#### Excerpted passage:
+-------+

Similarly, scholars have conducted extensive experimental investigations on the macroscopic EM wave characteristics excited by PD over the past few years. Hoshino et al. utilized a disc antenna to detect EM wave signals generated by insulation defect-induced discharges in GIS, observing their frequency components up to 8 GHz²¹. Xu et al. analyzed the frequency characteristics of transient EM wave excited by PD sources at diffident locations in enclosures and elucidated the spatiotemporal variations and attenuation laws of EM wave propagation²². Through high-voltage experiments, Wang et al. discovered that as the applied voltage increased, both the amplitude and spectral range of EM waves expanded significantly²³. Javandel et al. conducted comparative studies on EM wave signals produced by positive and negative corona discharges in air, revealing that the former exhibited higher energy at higher frequencies whereas the inverse relationship held at lower frequencies²⁴. Wu et al. experimentally ascertained that the average attenuation rate of EM wave signals induced by PD was 0.37 dB/m when propagating in a straight line within a 252 kV GIS²⁵. Gharehpetian et al. explored the EM wave spectral characteristics at different discharge stages, and the experimental results indicated that they could serve as the key indicators for recognizing discharge types and localizing PD sources²⁶.

Nevertheless, current research typically regards the microscopic gas discharge process and the EM waves induced by PD as two independent stages, failing to effectively establish a correlation between them. To tackle this issue, we adopt multi-scale simulation (i.e., a cross-scale simulation that bridges microscopic discharge process with macroscopic EM wave characteristics through space current pulse) to analyze the effects of voltage, temperature, and tip curvature on the characteristics of EM waves excited by positive corona discharge in SF₆ gas. The flowchart is shown in Fig. 1.

Fig. 1

Flowchart of our proposed multi-scale simulation method.

+-------+

#### Provided material:
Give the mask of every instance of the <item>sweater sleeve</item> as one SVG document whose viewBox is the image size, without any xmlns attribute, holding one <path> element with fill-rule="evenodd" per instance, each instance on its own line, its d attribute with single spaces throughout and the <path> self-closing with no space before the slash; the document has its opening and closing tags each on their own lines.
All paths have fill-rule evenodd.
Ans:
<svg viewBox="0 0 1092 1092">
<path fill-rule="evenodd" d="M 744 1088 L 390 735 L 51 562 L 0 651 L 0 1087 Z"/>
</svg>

+-------+

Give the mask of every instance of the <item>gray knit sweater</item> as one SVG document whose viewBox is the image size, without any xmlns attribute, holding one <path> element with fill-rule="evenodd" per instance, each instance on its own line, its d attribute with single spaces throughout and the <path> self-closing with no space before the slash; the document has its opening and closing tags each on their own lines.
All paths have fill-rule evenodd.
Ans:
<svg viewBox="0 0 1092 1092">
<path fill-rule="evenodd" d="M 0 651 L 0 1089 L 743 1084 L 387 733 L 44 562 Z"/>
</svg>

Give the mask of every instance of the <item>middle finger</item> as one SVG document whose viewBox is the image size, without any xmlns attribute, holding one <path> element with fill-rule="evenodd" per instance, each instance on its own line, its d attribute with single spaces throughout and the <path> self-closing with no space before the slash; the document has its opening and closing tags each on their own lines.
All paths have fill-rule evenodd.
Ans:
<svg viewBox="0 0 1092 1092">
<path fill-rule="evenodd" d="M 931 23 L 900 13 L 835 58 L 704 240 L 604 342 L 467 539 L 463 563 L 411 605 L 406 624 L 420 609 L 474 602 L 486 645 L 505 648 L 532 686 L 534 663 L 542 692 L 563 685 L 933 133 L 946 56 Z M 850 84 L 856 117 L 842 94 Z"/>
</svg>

+-------+

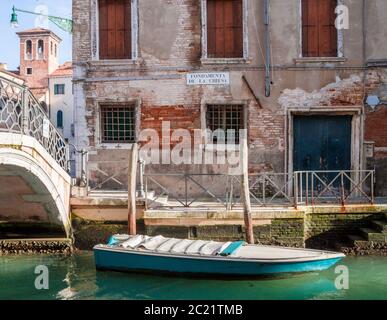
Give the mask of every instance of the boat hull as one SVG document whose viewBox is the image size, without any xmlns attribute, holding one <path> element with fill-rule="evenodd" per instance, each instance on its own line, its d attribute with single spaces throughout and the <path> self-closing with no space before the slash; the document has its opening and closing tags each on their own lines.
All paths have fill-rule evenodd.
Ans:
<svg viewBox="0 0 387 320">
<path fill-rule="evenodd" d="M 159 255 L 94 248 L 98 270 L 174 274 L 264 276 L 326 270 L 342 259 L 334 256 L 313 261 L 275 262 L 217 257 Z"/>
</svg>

+-------+

#### Required task:
Answer these questions from the passage on electromagnetic waves from partial discharge:
(a) What average attenuation rate did Wu et al. report for discharge-induced EM wave signals traveling in a straight line within a 252 kV GIS?
(b) Up to what frequency did Hoshino et al. observe components of the signals they detected with a disc antenna?
(c) Which three factors does the proposed multi-scale simulation examine for their effects on the EM waves from positive corona discharge in SF₆ gas?

#### Answer to this task:
(a) 0.37 dB/m
(b) 8 GHz
(c) Voltage, temperature, and tip curvature